Your instructions. This task calls for copying each line below that contains "blue".

Working data.
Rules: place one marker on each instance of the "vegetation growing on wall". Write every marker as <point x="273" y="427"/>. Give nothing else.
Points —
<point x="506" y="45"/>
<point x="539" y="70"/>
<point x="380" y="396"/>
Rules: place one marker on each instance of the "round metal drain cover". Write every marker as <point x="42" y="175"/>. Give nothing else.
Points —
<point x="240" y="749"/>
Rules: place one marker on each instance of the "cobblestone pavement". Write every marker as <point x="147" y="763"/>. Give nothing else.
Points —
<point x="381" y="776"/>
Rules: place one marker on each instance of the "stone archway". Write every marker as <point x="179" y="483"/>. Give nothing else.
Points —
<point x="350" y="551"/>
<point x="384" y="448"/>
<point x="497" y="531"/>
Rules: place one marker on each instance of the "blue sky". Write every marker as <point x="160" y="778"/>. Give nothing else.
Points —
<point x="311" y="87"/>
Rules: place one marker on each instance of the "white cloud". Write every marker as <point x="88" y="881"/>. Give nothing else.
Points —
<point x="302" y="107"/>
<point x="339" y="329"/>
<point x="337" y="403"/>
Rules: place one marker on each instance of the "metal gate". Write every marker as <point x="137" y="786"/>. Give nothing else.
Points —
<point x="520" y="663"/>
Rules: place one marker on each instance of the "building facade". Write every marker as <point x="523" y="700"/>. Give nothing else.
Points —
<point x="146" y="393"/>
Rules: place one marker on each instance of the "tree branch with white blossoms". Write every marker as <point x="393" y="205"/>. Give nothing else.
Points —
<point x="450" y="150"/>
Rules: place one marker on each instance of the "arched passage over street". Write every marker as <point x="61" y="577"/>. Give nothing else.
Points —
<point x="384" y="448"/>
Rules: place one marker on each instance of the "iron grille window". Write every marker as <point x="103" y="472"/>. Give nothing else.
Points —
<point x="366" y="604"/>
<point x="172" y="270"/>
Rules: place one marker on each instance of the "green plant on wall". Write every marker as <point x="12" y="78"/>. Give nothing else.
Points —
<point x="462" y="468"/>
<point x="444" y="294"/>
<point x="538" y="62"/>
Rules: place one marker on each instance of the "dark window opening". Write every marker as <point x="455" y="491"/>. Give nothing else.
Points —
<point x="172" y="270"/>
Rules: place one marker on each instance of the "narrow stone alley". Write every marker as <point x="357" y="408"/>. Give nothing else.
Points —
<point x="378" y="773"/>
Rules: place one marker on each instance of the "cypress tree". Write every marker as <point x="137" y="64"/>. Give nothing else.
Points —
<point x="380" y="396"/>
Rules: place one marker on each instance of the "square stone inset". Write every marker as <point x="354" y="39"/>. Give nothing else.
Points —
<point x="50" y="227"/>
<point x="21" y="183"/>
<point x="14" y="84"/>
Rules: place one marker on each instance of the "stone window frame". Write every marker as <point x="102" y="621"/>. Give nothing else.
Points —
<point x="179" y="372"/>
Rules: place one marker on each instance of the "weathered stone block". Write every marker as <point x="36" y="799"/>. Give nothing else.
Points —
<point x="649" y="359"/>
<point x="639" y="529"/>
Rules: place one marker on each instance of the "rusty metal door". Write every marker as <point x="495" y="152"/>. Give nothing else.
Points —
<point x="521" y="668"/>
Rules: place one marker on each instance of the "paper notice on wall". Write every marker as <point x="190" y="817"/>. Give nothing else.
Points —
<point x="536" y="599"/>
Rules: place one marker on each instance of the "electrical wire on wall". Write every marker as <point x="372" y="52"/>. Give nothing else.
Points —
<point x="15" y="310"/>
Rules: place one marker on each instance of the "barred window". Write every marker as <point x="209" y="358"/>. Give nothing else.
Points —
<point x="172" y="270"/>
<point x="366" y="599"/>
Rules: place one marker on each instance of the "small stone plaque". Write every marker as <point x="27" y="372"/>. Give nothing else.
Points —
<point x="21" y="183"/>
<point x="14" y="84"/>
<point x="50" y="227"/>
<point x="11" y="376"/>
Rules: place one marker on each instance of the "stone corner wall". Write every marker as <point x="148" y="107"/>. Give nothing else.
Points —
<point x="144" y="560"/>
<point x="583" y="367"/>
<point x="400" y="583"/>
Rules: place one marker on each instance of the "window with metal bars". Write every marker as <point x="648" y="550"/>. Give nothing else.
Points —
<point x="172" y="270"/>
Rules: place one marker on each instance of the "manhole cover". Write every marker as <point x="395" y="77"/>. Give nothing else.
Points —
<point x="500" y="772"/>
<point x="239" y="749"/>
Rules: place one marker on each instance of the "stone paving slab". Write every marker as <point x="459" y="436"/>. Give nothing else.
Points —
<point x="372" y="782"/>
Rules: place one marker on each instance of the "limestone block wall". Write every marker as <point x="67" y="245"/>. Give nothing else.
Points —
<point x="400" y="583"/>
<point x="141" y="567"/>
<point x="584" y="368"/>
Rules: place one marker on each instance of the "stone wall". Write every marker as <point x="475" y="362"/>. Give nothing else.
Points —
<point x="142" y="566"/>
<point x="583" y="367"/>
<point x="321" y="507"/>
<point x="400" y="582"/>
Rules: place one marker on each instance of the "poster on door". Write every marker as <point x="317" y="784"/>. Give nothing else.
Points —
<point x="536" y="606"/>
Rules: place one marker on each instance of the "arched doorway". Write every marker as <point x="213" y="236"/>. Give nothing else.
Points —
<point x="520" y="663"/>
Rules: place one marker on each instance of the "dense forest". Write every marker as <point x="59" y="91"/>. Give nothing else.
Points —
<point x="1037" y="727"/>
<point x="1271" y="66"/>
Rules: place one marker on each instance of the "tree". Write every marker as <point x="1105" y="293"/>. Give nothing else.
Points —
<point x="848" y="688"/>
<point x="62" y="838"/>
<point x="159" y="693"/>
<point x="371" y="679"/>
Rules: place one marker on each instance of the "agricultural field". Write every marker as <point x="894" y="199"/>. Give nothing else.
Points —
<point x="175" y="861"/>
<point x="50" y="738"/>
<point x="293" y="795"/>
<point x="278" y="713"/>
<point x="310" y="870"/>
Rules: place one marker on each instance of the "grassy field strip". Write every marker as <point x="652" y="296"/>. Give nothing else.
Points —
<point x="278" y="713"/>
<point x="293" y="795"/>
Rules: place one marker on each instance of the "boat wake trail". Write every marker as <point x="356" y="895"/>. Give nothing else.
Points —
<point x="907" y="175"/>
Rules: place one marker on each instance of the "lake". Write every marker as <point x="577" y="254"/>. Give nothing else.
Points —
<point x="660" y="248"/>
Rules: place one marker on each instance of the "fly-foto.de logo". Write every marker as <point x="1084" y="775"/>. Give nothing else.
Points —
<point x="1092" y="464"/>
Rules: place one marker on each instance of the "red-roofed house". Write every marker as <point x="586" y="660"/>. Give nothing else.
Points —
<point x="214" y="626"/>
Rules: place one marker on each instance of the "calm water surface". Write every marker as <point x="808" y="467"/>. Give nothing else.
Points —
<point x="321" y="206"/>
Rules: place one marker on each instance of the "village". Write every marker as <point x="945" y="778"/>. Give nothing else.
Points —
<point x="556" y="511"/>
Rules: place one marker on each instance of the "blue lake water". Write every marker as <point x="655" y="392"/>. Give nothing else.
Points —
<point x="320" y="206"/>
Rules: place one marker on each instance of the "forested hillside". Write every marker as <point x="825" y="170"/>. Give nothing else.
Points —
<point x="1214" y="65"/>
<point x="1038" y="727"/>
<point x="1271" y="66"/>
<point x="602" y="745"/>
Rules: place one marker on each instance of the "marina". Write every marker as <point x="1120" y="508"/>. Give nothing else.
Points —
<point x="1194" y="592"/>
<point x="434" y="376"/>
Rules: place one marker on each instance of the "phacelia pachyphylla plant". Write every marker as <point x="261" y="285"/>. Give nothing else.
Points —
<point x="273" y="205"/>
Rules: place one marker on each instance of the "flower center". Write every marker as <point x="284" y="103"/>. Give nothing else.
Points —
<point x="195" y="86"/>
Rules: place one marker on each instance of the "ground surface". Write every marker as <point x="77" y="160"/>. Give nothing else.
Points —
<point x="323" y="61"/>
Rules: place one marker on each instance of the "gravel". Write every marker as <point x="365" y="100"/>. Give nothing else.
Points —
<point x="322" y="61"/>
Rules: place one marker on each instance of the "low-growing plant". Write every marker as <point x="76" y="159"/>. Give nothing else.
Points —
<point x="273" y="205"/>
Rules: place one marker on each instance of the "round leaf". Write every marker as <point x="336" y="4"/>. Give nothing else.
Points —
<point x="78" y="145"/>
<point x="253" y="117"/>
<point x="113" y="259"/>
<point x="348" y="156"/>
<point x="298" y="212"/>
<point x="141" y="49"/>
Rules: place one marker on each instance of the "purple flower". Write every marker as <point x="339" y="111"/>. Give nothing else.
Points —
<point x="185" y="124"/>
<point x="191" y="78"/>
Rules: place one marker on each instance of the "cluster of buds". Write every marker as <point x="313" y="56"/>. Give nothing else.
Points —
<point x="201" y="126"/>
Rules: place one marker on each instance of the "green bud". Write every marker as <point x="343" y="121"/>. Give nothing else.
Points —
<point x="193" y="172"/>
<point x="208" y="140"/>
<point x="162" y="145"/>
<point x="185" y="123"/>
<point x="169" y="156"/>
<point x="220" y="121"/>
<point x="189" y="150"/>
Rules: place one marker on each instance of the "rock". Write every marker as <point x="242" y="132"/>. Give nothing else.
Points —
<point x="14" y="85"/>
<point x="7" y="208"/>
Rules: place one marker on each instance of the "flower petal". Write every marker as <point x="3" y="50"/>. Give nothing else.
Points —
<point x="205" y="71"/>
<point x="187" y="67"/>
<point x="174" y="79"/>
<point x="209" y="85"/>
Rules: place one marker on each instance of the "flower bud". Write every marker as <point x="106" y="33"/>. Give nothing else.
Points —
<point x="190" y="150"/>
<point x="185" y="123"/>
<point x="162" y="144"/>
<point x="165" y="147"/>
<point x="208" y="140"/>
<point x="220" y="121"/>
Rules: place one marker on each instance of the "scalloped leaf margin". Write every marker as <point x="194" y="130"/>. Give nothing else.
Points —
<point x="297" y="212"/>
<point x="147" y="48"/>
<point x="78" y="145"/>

Task response.
Rules: place one marker on each instance of the "blue sky". Write every marker as <point x="160" y="778"/>. Give nothing else.
Rules: place one marker on each instance of the "blue lake water". Write every marker as <point x="655" y="392"/>. Give nothing else.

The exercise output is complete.